### REQUIREMENT:
All of the records must come back exactly as they were given.

### GIVEN DATA:

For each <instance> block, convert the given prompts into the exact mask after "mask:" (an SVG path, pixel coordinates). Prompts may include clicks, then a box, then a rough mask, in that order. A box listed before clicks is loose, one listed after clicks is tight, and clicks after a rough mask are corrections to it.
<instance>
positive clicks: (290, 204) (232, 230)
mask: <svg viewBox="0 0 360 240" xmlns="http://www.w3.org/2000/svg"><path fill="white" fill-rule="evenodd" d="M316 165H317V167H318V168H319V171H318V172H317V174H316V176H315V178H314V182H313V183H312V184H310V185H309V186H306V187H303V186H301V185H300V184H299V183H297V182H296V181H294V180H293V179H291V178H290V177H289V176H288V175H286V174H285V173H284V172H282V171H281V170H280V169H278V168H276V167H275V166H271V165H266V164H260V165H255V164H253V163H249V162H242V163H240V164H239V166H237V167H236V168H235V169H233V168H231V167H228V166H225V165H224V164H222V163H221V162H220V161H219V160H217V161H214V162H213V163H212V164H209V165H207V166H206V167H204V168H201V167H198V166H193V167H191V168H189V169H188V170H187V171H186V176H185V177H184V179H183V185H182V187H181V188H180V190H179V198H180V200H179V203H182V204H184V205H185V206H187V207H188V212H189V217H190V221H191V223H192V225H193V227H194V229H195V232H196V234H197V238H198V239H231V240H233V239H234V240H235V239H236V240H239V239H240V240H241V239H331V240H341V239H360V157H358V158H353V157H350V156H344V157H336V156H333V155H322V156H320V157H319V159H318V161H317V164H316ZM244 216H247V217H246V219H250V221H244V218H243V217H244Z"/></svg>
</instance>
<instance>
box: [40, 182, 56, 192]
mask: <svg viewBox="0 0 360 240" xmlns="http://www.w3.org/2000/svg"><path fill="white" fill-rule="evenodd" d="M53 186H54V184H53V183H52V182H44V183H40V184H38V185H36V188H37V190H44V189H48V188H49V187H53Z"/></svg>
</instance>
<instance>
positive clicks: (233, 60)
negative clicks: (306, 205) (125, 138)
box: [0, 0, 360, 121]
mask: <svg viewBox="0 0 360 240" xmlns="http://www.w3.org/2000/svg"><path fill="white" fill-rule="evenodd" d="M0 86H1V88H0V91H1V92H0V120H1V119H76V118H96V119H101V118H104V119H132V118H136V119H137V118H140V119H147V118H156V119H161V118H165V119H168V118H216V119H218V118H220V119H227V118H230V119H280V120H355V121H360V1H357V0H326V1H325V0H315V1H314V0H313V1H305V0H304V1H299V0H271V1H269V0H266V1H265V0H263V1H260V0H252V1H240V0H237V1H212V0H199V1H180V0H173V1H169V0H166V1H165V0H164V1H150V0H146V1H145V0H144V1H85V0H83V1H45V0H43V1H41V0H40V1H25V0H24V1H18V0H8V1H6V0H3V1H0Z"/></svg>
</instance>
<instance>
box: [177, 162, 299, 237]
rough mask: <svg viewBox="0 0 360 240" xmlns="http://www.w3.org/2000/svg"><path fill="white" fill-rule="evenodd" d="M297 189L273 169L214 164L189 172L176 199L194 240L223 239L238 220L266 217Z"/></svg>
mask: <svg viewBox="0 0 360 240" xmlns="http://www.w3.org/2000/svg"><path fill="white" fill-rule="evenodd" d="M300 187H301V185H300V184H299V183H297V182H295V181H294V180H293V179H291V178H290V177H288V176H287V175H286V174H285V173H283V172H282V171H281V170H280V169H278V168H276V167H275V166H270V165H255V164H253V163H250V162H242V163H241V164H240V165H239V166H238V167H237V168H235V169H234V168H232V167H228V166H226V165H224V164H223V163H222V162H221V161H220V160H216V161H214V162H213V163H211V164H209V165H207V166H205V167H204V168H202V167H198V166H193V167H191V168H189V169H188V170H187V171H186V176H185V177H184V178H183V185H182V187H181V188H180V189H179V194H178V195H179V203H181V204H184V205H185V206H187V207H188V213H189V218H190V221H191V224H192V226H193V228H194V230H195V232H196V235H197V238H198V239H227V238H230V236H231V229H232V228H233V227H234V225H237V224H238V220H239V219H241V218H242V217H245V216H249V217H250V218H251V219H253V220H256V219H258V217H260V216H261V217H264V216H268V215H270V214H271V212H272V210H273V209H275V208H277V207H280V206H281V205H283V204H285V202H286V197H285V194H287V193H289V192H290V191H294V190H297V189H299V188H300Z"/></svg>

### REPLY TO THE TASK:
For each <instance> block, convert the given prompts into the exact mask after "mask:" (an SVG path, pixel coordinates). Prompts may include clicks, then a box, then a rough mask, in that order. A box listed before clicks is loose, one listed after clicks is tight, and clicks after a rough mask are corrections to it.
<instance>
positive clicks: (290, 204) (232, 230)
mask: <svg viewBox="0 0 360 240" xmlns="http://www.w3.org/2000/svg"><path fill="white" fill-rule="evenodd" d="M316 165H317V167H318V168H319V171H318V172H317V174H316V176H315V178H314V182H313V183H312V184H310V185H309V186H306V187H303V186H301V185H300V184H299V183H297V182H296V181H294V180H293V179H291V178H290V177H289V176H288V175H286V174H285V173H284V172H282V171H281V170H280V169H278V168H276V167H275V166H271V165H266V164H260V165H255V164H253V163H249V162H242V163H240V164H239V166H237V167H236V168H235V169H233V168H231V167H228V166H225V165H224V164H222V163H221V162H220V161H219V160H217V161H214V162H213V163H212V164H209V165H207V166H206V167H204V168H201V167H198V166H193V167H191V168H189V169H188V170H187V171H186V176H185V177H184V179H183V185H182V187H181V188H180V190H179V198H180V200H179V203H182V204H184V205H185V206H187V207H188V212H189V217H190V221H191V223H192V225H193V227H194V229H195V232H196V234H197V238H198V239H231V240H233V239H234V240H235V239H236V240H239V239H240V240H241V239H331V240H341V239H360V157H358V158H353V157H350V156H344V157H336V156H333V155H322V156H320V157H319V159H318V161H317V164H316ZM244 216H247V217H246V219H250V221H244V218H243V217H244Z"/></svg>
</instance>
<instance>
box: [40, 182, 56, 192]
mask: <svg viewBox="0 0 360 240" xmlns="http://www.w3.org/2000/svg"><path fill="white" fill-rule="evenodd" d="M53 186H54V184H53V183H52V182H44V183H40V184H38V185H36V188H37V190H44V189H48V188H49V187H53Z"/></svg>
</instance>
<instance>
positive clicks: (233, 60)
negative clicks: (306, 205) (125, 138)
box: [0, 0, 360, 121]
mask: <svg viewBox="0 0 360 240" xmlns="http://www.w3.org/2000/svg"><path fill="white" fill-rule="evenodd" d="M0 86H1V88H0V91H1V92H0V120H1V119H76V118H96V119H101V118H104V119H132V118H136V119H137V118H140V119H147V118H156V119H161V118H165V119H168V118H216V119H218V118H220V119H227V118H230V119H280V120H355V121H360V1H357V0H326V1H325V0H315V1H314V0H313V1H305V0H304V1H299V0H271V1H269V0H266V1H265V0H263V1H260V0H252V1H240V0H237V1H212V0H199V1H180V0H173V1H169V0H166V1H165V0H164V1H150V0H146V1H145V0H144V1H85V0H83V1H45V0H43V1H41V0H40V1H25V0H24V1H18V0H8V1H6V0H3V1H0Z"/></svg>
</instance>
<instance>
box: [177, 162, 299, 237]
rough mask: <svg viewBox="0 0 360 240" xmlns="http://www.w3.org/2000/svg"><path fill="white" fill-rule="evenodd" d="M297 189L273 169L214 164L189 172L176 199L194 240L223 239L238 220L266 217Z"/></svg>
mask: <svg viewBox="0 0 360 240" xmlns="http://www.w3.org/2000/svg"><path fill="white" fill-rule="evenodd" d="M300 187H301V185H300V184H299V183H297V182H295V181H294V180H293V179H291V178H290V177H288V176H287V175H286V174H285V173H283V172H282V171H281V170H280V169H278V168H276V167H275V166H270V165H255V164H253V163H250V162H242V163H241V164H240V165H239V166H238V167H237V168H235V169H234V168H232V167H228V166H226V165H224V164H223V163H222V162H221V161H220V160H216V161H214V162H213V163H211V164H209V165H207V166H205V167H204V168H202V167H198V166H193V167H191V168H189V169H188V170H187V171H186V176H185V177H184V178H183V185H182V187H181V188H180V189H179V194H178V195H179V203H181V204H184V205H185V206H187V207H188V213H189V218H190V221H191V224H192V226H193V228H194V230H195V232H196V235H197V238H198V239H227V238H230V236H231V229H232V228H233V227H234V225H237V224H238V220H239V219H241V218H242V217H245V216H249V217H250V218H251V219H253V220H256V219H258V217H260V216H261V217H264V216H268V215H270V214H271V212H272V210H273V209H275V208H277V207H280V206H281V205H283V204H285V202H286V197H285V194H287V193H289V192H290V191H294V190H297V189H299V188H300Z"/></svg>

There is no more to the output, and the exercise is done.